◆ **DOCUMENT SOURCE**

****************

Le thème de la sécurité est devenu quasi obsessionnel dans la néo-société du capitalisme tardif ; et comme il est de règle en ce monde là, la plus grande confusion possible est entretenue sur le sens que l’on prête à ce terme. Il n’est par exemple jamais précisé ce à quoi et ceux à qui ce confort sécuritaire est censé s’appliquer, ceux qui en seraient, si l’on peut dire, les grands bénéficiaires à l’encontre de ceux qui n’y auraient pas droit ou n’y auraient pas accès. Car dans le monde du capitalisme, chacun peut observer presque quotidiennement comment la sécurité des uns semble s’opposer presque systématiquement à celle des autres et que c’est précisément ce que cette confusion entretenue cherche à faire oublier. Pour imager banalement la question, il suffit de prendre l’exemple de la sécurité que cherche à se procurer le ou la propriétaire d’un gros 4×4 urbain en comparaison au sentiment de vulnérabilité très légitime que cela procure à ceux qui circulent de manière beaucoup plus légère. Ou la sécurité productive d’un agro-industriel par rapport à ceux qui en subissent les conséquences pour leur santé et leur environnement.
Mais le problème est loin de se cantonner à ce genre de détails. C’est en effet dans les racines même du mode organisationnel capitaliste que se situe son obsession sécuritaire jamais révolue. Et cela tout spécialement en cette phase historique où le capitalisme a le plus grand mal à présenter la moindre perspective d’un futur rassurant tout en s’obstinant en sa propre conservation et son incontournable croissance destructrice. Car le cœur de l’insécurité réside bien sûr dans la précarité quasi-permanente dans laquelle sont, semble-t-il, condamnés à vivre un nombre toujours croissant des habitants de cette terre à l’intérieur de la logique concurrentielle impitoyable qu’alimente l’idéologie capitaliste.

****************

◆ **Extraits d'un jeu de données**
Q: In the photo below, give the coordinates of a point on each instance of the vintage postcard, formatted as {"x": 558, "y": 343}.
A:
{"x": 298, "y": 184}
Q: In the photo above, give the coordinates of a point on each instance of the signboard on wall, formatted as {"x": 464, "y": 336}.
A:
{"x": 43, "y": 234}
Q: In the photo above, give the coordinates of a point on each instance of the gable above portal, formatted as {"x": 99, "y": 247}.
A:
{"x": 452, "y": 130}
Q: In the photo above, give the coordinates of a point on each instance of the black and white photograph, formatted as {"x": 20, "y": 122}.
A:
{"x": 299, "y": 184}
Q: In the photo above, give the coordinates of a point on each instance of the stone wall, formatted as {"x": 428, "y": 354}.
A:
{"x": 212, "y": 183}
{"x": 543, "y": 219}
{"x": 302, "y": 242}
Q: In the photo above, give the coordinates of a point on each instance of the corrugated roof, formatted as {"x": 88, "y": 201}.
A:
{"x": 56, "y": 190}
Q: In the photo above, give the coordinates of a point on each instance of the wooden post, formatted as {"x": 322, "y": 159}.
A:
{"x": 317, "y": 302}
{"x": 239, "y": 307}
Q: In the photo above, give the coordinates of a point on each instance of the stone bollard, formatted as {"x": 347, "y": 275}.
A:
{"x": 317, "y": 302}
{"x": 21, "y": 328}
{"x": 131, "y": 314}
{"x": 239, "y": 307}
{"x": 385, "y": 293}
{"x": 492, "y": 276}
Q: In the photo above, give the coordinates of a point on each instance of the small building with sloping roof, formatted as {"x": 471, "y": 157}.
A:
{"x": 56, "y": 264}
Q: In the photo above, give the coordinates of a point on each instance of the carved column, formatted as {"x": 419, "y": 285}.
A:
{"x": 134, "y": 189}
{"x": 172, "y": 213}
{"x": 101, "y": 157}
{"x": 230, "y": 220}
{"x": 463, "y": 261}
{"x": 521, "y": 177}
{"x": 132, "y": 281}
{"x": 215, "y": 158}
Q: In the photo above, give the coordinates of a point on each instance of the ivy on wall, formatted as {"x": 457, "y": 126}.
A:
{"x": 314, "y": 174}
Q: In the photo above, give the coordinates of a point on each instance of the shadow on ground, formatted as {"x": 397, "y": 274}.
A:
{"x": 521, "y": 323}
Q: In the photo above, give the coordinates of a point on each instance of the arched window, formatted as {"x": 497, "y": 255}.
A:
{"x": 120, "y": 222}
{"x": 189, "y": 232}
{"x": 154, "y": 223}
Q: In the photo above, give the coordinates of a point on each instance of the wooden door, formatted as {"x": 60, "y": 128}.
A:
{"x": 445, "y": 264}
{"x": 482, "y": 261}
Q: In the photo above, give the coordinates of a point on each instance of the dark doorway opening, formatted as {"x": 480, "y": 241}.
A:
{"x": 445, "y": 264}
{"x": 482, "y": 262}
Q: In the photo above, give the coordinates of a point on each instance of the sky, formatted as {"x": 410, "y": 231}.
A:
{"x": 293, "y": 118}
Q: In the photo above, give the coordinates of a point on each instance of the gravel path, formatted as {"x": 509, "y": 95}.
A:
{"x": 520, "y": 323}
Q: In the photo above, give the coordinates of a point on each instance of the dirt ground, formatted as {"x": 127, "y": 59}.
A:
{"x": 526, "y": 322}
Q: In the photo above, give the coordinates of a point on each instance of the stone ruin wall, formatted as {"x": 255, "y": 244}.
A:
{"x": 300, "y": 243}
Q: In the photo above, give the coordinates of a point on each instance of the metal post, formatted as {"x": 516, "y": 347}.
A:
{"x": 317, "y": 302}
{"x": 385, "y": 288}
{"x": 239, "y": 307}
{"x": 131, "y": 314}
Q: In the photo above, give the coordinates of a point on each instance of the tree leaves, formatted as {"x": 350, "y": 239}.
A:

****************

◆ **CONSIGNES**
A. Répondez aux questions suivantes à partir du texte sur la sécurité.
(i) Quel véhicule le texte prend-il comme exemple pour montrer que la sécurité des uns s'oppose à celle des autres ?
(ii) Selon le texte, où se situe l'obsession sécuritaire du capitalisme ?
(iii) D'après le texte, dans quoi réside le cœur de l'insécurité ?
B. Recopiez le passage du texte sur la sécurité qui va de « Mais le problème » jusqu'à « qu’alimente l’idéologie capitaliste. » inclus.

◆ **RÉPONSES**
A.
(i) Un gros 4×4 urbain.
(ii) Dans les racines mêmes du mode organisationnel capitaliste.
(iii) Dans la précarité quasi-permanente dans laquelle un nombre toujours croissant des habitants de cette terre sont, semble-t-il, condamnés à vivre.

B.
Mais le problème est loin de se cantonner à ce genre de détails. C’est en effet dans les racines même du mode organisationnel capitaliste que se situe son obsession sécuritaire jamais révolue. Et cela tout spécialement en cette phase historique où le capitalisme a le plus grand mal à présenter la moindre perspective d’un futur rassurant tout en s’obstinant en sa propre conservation et son incontournable croissance destructrice. Car le cœur de l’insécurité réside bien sûr dans la précarité quasi-permanente dans laquelle sont, semble-t-il, condamnés à vivre un nombre toujours croissant des habitants de cette terre à l’intérieur de la logique concurrentielle impitoyable qu’alimente l’idéologie capitaliste.